# Example script

This simple Jupyter Notebook will exemplify a simple workflow using this library, starting from data fusion and ending with prediction.

## Step zero: install the library (and get the example data)
Let's install the package from `PyPI`.

In [None]:
%pip install chemfusekit

# Optional: download the example data from the repository (you could upload your own files)
!wget https://github.com/f-aguzzi/tesi/raw/main/tests/qepas.xlsx
!wget https://github.com/f-aguzzi/tesi/raw/main/tests/rt.xlsx

## First step: Low-Level Data Fusion
- the `LLDF` class is used for data fusion
- the `LLDF_Settings` class is a helper class for setting up `LLDF`
- `LLDF` data can then be exported, or used for further processing

In [None]:
from chemfusekit.lldf import LLDFSettings, LLDF

# Initialize the settings for low-level data fusion
lldf_settings = LLDFSettings(
    qepas_path='qepas.xlsx',    # (or put the name of your files)
    qepas_sheet='Sheet1',
    rt_path='rt.xlsx',
    rt_sheet='Sheet1',
    preprocessing='snv'  # normalization preprocessing; other options: savgol or both
)

# Initialize and run low-level data fusion
lldf = LLDF(lldf_settings)
lldf.lldf()

In [None]:
# (optional) export the LLDF data to an Excel file
lldf.export_data('output_file.xlsx')

## Second step: PCA

The `PCA` class provides Principal Component Analysis tools. Given:
- a target variance level to maintain even in the reduced component model;
- a confidence level for statistical tests;
- a number of initial components for the analysis
through the `PCASettings` class, the `PCA` class will perform an automated PCA analysis.

In [None]:
from chemfusekit.pca import PCASettings, PCA

# Initialize the settings for Principal Component Analysis
pca_settings = PCASettings(
    target_variance=0.99,
    confidence_level=0.05,
    initial_components=10,
    output=True # graphs will be printed
)

# Initialize and run the PCA class
pca = PCA(lldf.fused_data, pca_settings)
pca.pca()

# Print the number of components and the statistics
print(pca.components)
pca.pca_stats()

## Third step: LDA training

- the `LDA` class provides Linear Discriminant Analysis tools
- the `LDASettings` helper class holds the settings for the `LDA` class

In [None]:
from chemfusekit.lda import LDASettings, LDA

settings = LDASettings(
    components=(pca.components - 1),    # one less component than the number determined by PCA
    output=True # graphs will be printed
)

# Initialize and run the LDA class
lda = LDA(lldf.fused_data, settings)
lda.lda()

## Step 4: LDA prediction

In [None]:
# Let's pick a random sample and see if it gets recognized correctly:
x_data_sample = lldf.fused_data.x_train.iloc[119] # should be DMMP
x_data_sample = x_data_sample.iloc[1:].to_frame().transpose()

# Let's run the prediction:
predictions = lda.predict(x_data_sample)
print(predictions)

▬▬▬▬▬▬

* [Task prompt] Transcribe the notebook from "# Initialize and run the LDA" up to and including "print(predictions)". The records below come from a separate source and are unrelated to the notebook.

* [Entries supplied]
▬▬▬▬▬▬

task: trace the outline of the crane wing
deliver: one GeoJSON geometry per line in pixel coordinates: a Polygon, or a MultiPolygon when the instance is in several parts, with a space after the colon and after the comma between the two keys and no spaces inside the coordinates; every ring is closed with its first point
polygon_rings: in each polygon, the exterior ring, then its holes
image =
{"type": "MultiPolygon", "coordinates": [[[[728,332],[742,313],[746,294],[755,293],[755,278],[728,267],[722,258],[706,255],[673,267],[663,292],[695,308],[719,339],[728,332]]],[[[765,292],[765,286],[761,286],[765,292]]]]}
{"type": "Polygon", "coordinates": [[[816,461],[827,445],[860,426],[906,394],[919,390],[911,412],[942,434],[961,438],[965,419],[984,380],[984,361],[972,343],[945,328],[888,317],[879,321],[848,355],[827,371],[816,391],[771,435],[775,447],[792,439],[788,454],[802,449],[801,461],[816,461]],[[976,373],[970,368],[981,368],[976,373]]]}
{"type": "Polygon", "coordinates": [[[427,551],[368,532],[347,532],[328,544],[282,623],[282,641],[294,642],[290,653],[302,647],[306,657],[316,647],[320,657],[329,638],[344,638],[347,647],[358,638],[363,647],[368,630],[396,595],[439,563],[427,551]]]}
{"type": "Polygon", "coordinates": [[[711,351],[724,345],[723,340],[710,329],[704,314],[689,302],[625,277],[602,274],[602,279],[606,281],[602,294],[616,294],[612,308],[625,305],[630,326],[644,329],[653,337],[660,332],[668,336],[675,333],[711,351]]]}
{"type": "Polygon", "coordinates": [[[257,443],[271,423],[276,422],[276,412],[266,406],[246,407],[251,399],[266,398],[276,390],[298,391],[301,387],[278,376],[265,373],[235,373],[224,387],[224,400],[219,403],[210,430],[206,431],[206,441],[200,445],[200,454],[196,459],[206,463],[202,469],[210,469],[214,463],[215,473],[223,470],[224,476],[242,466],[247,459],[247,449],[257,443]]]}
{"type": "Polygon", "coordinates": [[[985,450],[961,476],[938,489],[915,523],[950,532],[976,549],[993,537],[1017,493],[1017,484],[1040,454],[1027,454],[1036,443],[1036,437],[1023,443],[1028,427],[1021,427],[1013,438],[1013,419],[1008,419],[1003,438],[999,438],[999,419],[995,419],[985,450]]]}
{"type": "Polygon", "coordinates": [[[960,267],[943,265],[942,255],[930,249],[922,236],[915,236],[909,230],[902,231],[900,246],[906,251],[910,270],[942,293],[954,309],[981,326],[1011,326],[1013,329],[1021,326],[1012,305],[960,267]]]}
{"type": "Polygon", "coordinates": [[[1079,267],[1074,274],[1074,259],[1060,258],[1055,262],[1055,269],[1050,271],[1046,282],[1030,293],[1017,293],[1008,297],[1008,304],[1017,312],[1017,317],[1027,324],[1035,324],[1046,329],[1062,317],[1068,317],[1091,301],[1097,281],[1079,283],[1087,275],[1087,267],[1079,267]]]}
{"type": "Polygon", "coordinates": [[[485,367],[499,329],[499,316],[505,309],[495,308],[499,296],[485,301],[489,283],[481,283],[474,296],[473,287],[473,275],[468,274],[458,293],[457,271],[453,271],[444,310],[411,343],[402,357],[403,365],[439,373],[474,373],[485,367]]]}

▬▬▬▬▬▬

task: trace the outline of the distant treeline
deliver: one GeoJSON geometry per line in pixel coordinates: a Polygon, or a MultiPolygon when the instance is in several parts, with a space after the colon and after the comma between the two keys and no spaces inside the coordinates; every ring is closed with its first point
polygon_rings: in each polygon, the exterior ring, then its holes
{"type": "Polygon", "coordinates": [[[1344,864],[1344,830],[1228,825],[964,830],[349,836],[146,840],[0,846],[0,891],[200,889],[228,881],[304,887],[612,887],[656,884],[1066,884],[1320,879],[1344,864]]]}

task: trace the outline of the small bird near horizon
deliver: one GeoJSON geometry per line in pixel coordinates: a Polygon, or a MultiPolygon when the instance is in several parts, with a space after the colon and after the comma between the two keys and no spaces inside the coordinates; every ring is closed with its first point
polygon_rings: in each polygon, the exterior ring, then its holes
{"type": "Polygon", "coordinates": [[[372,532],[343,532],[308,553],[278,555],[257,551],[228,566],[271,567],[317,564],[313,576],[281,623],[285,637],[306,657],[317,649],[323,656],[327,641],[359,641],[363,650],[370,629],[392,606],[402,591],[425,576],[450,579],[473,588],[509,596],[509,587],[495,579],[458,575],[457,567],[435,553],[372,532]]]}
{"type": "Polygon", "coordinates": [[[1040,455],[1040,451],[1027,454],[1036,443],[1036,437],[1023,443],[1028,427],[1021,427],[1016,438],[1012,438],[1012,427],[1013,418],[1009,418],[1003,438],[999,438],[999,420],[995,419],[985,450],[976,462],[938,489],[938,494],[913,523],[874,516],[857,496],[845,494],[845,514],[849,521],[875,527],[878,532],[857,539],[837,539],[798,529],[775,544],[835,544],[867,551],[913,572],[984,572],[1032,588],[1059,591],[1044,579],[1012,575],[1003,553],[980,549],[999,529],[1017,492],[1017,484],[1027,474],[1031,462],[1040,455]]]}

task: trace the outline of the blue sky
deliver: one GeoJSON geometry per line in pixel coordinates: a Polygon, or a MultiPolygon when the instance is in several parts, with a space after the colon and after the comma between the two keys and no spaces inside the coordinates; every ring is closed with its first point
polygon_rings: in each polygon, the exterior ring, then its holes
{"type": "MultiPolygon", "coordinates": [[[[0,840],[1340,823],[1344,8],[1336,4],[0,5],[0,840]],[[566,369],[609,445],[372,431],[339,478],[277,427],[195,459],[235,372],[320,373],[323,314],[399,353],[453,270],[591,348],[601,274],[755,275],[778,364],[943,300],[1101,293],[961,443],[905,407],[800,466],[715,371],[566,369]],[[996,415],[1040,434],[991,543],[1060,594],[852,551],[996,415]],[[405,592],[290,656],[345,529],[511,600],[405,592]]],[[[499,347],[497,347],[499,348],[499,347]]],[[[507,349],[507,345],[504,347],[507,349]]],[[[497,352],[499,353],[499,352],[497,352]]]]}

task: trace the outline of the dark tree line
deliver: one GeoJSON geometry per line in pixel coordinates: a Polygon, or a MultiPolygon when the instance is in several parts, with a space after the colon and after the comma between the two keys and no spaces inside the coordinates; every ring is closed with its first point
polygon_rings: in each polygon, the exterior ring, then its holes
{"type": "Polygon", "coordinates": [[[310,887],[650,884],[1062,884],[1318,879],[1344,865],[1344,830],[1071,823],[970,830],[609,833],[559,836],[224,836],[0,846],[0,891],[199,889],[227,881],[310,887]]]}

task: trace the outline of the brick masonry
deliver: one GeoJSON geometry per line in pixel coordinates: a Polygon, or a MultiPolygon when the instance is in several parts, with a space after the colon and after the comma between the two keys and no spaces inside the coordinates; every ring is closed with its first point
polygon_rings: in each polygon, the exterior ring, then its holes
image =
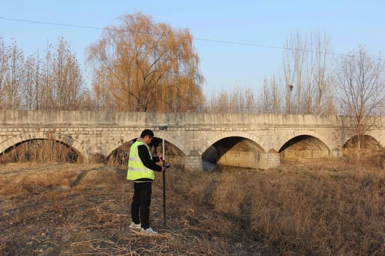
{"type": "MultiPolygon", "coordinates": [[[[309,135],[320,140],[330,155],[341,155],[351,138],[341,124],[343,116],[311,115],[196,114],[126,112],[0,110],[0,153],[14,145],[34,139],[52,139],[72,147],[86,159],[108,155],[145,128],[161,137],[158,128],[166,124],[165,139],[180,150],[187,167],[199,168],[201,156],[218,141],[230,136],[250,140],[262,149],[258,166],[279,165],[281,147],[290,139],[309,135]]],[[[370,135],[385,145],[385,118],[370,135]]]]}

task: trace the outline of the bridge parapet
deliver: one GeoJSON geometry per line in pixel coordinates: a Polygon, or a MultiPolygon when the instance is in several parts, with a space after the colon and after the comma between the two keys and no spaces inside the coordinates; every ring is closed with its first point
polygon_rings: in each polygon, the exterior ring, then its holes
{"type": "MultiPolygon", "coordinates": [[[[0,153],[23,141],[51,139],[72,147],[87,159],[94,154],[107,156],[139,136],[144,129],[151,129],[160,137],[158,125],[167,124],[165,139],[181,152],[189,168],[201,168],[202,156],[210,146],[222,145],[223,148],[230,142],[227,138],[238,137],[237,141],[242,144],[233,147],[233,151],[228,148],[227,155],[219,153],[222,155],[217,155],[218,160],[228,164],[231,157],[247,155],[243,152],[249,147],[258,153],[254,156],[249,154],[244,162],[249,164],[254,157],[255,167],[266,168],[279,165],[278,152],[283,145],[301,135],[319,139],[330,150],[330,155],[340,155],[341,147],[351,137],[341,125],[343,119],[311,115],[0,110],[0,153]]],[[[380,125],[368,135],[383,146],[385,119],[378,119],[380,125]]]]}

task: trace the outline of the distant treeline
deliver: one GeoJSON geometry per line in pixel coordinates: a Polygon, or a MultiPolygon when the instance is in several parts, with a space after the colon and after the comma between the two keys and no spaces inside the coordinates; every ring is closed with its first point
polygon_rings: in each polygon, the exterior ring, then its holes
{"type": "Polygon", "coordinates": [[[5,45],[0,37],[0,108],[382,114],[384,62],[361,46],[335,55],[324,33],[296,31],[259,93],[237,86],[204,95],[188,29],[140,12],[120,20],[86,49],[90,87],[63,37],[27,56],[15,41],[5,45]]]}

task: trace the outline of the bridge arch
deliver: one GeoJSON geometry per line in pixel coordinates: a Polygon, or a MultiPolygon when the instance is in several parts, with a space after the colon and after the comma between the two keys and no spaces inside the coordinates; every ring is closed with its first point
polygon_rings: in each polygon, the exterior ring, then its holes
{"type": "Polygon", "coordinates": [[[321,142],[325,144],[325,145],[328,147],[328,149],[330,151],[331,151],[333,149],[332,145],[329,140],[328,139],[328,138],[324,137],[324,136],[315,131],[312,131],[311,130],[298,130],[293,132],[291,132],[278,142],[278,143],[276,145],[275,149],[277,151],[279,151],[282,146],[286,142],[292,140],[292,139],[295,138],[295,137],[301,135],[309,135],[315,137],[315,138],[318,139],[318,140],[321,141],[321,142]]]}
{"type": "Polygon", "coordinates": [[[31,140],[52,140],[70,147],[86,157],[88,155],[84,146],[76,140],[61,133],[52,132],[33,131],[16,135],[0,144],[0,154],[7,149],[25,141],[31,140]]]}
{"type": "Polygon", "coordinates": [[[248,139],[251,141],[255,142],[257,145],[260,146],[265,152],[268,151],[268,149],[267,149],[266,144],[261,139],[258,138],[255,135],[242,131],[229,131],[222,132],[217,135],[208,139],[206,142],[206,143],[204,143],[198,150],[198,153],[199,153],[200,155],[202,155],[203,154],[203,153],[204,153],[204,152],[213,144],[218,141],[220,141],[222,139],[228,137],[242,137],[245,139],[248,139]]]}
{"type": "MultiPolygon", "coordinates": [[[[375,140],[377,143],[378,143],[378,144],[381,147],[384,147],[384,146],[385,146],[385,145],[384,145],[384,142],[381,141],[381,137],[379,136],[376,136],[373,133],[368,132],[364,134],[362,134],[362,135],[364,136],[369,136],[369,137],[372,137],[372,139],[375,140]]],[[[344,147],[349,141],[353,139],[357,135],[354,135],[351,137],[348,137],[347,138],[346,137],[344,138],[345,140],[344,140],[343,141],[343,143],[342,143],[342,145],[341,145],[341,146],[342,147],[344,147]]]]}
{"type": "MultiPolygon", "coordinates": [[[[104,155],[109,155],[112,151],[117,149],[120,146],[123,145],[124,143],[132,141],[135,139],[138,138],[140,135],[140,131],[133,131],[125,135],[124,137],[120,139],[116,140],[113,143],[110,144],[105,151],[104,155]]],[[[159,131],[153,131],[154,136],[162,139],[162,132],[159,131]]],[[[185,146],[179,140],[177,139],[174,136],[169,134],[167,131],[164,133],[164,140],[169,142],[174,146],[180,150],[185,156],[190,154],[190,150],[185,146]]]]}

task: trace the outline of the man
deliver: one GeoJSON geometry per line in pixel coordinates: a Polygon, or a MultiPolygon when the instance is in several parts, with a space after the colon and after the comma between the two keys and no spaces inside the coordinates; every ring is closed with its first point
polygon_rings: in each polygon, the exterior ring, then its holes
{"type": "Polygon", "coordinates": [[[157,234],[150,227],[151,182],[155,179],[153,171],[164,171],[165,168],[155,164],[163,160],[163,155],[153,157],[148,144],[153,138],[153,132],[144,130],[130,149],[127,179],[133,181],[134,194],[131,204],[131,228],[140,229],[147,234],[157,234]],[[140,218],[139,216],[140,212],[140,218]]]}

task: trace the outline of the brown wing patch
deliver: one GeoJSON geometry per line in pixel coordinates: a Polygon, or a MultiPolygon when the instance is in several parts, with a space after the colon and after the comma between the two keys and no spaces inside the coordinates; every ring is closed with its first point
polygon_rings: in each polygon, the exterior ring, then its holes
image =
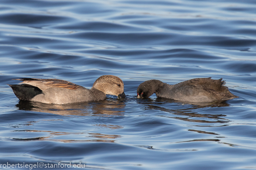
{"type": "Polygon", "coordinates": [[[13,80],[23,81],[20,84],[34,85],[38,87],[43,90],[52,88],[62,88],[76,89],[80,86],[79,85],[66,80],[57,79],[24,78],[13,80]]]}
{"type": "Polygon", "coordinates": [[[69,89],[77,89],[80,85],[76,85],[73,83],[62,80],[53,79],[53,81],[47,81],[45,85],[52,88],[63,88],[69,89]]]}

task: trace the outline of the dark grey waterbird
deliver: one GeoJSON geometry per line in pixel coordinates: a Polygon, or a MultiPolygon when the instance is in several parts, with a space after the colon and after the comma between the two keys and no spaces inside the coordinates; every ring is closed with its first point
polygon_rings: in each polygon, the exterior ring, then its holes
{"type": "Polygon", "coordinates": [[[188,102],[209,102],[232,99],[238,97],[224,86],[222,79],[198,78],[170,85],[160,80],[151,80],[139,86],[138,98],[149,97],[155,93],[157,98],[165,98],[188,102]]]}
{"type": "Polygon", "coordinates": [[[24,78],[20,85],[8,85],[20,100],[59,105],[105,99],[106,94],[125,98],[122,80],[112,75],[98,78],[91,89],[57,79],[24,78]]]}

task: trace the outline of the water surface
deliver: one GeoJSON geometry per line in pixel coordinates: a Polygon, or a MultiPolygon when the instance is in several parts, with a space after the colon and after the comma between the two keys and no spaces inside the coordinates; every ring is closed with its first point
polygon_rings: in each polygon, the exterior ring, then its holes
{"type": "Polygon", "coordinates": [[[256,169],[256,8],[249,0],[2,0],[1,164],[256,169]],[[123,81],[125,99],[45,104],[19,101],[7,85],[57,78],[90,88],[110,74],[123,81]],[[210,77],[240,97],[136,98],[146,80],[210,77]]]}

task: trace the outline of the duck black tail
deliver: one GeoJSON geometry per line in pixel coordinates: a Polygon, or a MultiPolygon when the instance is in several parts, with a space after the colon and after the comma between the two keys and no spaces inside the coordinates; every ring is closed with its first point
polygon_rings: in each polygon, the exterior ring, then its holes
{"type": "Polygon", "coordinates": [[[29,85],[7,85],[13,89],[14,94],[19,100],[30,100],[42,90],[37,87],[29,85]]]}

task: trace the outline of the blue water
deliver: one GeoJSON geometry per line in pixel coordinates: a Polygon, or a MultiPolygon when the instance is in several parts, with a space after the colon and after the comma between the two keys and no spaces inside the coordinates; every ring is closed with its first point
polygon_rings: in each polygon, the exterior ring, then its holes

▬▬▬▬▬▬

* [Output of the exercise]
# Initialize and run the LDA class
lda = LDA(lldf.fused_data, settings)
lda.lda()

## Step 4: LDA prediction

In [None]:
# Let's pick a random sample and see if it gets recognized correctly:
x_data_sample = lldf.fused_data.x_train.iloc[119] # should be DMMP
x_data_sample = x_data_sample.iloc[1:].to_frame().transpose()

# Let's run the prediction:
predictions = lda.predict(x_data_sample)
print(predictions)